> [EXTRAIT DU DOCUMENT]:
=======
Cependant il n’en est pas toujours ainsi ; on rencontre souvent, dans les déserts de l’Amérique comme dans nos pays civilisés, un accueil inhospitalier que jadis on n’aurait pas eu à y craindre. Les vols s’y multiplient ; l’excès des besoins enlève peu à peu aux indigènes jusqu’à ces simples et sauvages vertus qui découlaient naturellement de leur état social.

La religion forme le plus grand lien social qu’aient encore découvert les hommes. Les sauvages de nos jours ont conservé, sur l’existence de Dieu et sur l’immortalité de l’âme, quelques-unes des notions qu’avaient leurs pères ; mais ces notions deviennent de plus en plus confuses.[1] Ceci s’explique sans peine ; chez tous les peuples, mais particulièrement chez les peuples incivilisés, le culte forme comme la portion la plus substantielle et la plus durable de la religion.
=======
> [CONSIGNE]: Pouvez-vous prolonger l'extrait sur les indigènes d'Amérique en reprenant juste après sa dernière phrase ? Les lignes n'ont aucun lien avec l'extrait sur les indigènes d'Amérique.

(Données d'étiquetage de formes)
=======
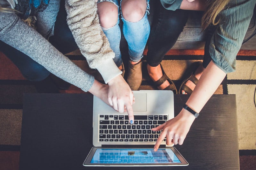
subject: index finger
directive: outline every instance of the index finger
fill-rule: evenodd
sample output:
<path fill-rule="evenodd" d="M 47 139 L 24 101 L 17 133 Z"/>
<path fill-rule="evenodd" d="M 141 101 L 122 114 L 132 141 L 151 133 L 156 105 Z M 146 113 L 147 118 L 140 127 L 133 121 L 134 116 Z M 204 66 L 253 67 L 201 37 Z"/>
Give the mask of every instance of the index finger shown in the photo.
<path fill-rule="evenodd" d="M 166 136 L 166 134 L 164 132 L 164 131 L 163 131 L 161 134 L 159 135 L 159 137 L 158 137 L 158 139 L 157 139 L 157 140 L 156 141 L 156 144 L 155 144 L 155 146 L 154 146 L 154 151 L 156 151 L 157 150 L 158 148 L 159 148 L 159 146 L 160 146 L 160 144 Z"/>
<path fill-rule="evenodd" d="M 127 113 L 128 114 L 128 117 L 129 118 L 129 121 L 131 124 L 133 123 L 134 122 L 134 116 L 133 116 L 133 110 L 132 105 L 130 102 L 127 102 L 124 104 L 125 105 L 125 108 Z"/>

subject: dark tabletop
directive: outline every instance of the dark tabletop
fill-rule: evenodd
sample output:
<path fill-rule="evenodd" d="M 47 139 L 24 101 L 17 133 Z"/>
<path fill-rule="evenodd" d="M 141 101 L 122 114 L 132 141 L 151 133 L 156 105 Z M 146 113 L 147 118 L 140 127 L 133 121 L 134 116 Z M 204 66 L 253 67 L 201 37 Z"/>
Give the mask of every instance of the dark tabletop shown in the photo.
<path fill-rule="evenodd" d="M 175 95 L 174 114 L 189 96 Z M 26 94 L 20 169 L 94 169 L 83 166 L 92 145 L 93 96 L 88 94 Z M 239 169 L 236 96 L 214 95 L 196 119 L 183 144 L 175 147 L 186 166 L 140 169 Z M 101 169 L 136 167 L 100 167 Z"/>

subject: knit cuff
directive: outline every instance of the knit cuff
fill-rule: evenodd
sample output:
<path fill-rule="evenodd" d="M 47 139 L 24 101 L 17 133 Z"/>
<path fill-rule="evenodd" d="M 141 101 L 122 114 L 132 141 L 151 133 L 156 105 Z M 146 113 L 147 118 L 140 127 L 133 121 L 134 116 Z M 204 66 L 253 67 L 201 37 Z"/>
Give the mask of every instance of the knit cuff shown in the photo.
<path fill-rule="evenodd" d="M 116 66 L 112 58 L 105 61 L 101 64 L 99 64 L 96 69 L 101 74 L 106 84 L 107 84 L 113 78 L 122 73 L 122 71 Z"/>

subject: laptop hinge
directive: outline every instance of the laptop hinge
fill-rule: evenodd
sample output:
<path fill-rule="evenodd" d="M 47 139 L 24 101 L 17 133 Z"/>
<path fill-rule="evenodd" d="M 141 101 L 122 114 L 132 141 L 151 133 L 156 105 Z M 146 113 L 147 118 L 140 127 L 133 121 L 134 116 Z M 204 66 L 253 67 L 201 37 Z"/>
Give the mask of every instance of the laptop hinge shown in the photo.
<path fill-rule="evenodd" d="M 101 147 L 108 148 L 153 148 L 154 145 L 111 145 L 102 144 Z M 159 148 L 164 148 L 166 147 L 165 145 L 161 145 Z"/>

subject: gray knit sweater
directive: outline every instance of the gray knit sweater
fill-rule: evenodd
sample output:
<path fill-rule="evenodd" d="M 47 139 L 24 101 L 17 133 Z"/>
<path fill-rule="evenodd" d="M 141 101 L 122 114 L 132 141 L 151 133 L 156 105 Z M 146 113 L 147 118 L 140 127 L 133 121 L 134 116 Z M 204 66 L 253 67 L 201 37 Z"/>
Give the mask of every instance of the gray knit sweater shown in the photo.
<path fill-rule="evenodd" d="M 56 1 L 59 1 L 54 2 Z M 115 54 L 99 24 L 95 1 L 66 1 L 68 24 L 76 42 L 90 67 L 98 69 L 107 83 L 122 72 L 113 61 Z M 0 5 L 11 7 L 5 0 L 0 0 Z M 52 7 L 51 5 L 49 4 L 46 10 Z M 50 13 L 49 16 L 52 17 Z M 87 91 L 94 78 L 54 48 L 45 38 L 50 35 L 44 35 L 44 37 L 15 13 L 0 12 L 1 41 L 27 55 L 57 76 Z"/>

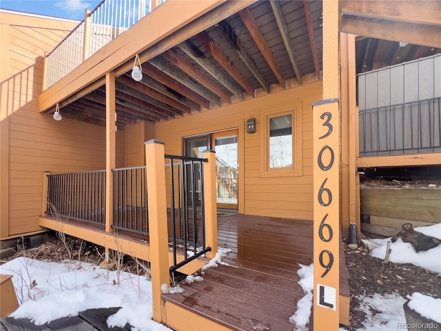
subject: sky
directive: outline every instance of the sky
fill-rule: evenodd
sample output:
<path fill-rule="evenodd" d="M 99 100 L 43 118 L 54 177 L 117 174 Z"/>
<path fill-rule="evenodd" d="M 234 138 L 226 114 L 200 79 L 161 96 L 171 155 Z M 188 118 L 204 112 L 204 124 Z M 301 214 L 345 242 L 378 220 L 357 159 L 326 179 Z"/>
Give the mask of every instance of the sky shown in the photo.
<path fill-rule="evenodd" d="M 94 9 L 101 0 L 0 0 L 0 8 L 82 21 L 84 10 Z"/>
<path fill-rule="evenodd" d="M 416 228 L 416 230 L 441 239 L 441 223 Z M 376 245 L 371 255 L 384 259 L 387 241 L 372 240 Z M 411 263 L 436 272 L 441 272 L 441 245 L 416 253 L 411 244 L 401 238 L 391 245 L 390 261 Z M 218 254 L 205 267 L 216 268 L 227 251 L 220 248 Z M 312 307 L 314 265 L 300 265 L 298 271 L 299 285 L 305 291 L 304 297 L 298 302 L 297 311 L 289 318 L 293 330 L 307 331 Z M 189 275 L 185 281 L 204 281 L 203 277 Z M 15 318 L 29 318 L 36 324 L 54 321 L 68 316 L 76 316 L 86 309 L 122 307 L 107 319 L 109 326 L 123 327 L 129 323 L 138 331 L 168 331 L 170 329 L 153 321 L 152 283 L 145 276 L 121 271 L 107 271 L 98 266 L 81 261 L 65 263 L 41 261 L 19 257 L 0 265 L 0 273 L 12 274 L 12 281 L 20 307 L 12 313 Z M 182 288 L 161 287 L 163 292 L 182 292 Z M 356 331 L 375 330 L 407 330 L 403 304 L 409 300 L 411 309 L 428 319 L 441 323 L 441 299 L 414 292 L 407 298 L 397 294 L 361 297 L 358 309 L 367 314 L 362 323 L 364 328 Z M 340 328 L 340 331 L 346 331 Z"/>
=======
> [RÉSULTAT FINAL]:
Les Indiens qui vivaient il y a deux siècles avaient des temples, des autels, des cérémonies, un corps de prêtres. Les sauvages de nos jours n’ont ni le loisir ni le pouvoir de fonder des monuments, ni de créer des institutions permanentes ; ils ne vivent pas assez long-temps dans le même lieu, ni en assez grand nombre, pour adopter le retour périodique de certaines cérémonies, ni faire le choix de certaines prières. L’homme, d’ailleurs, pour s’occuper des choses de l’autre monde, a besoin de jouir dans celui-ci d’une certaine tranquillité de corps et d’esprit ; or, de nos jours cette tranquillité de corps et d’esprit manque absolument aux sauvages : sous ce rapport

  1. Les Dacotas croient qu’après leur mort leurs âmes vont au Tébé, séjour des morts. Pour y arriver, elles ont à passer sur un rocher dont le tranchant est aussi fin que celui d’un couteau. Ceux qui ne peuvent y marcher droit et tombent vont dans la région du mauvais esprit, où ils sont constamment occupés à ramasser du bois et à porter de l’eau, recevant les plus durs traitements d’un maître cruel. Au contraire, ceux qui passent le rocher sans encombre font un long voyage durant lequel ils parcourent tous les lieux habités par les âmes de ceux qui les ont précédés ; ils y rencontrent des feux près desquels ils se reposent ; enfin ils arrivent à la demeure du grand esprit. Là sont les villages des morts ; là se trouvent des esprits qui leur indiquent la résidence de leurs amis et de leurs parents, auxquels on les réunit. Leur vie se passe doucement et dans le plaisir ; ils chassent le buffle, plantent et recueillent le maïs.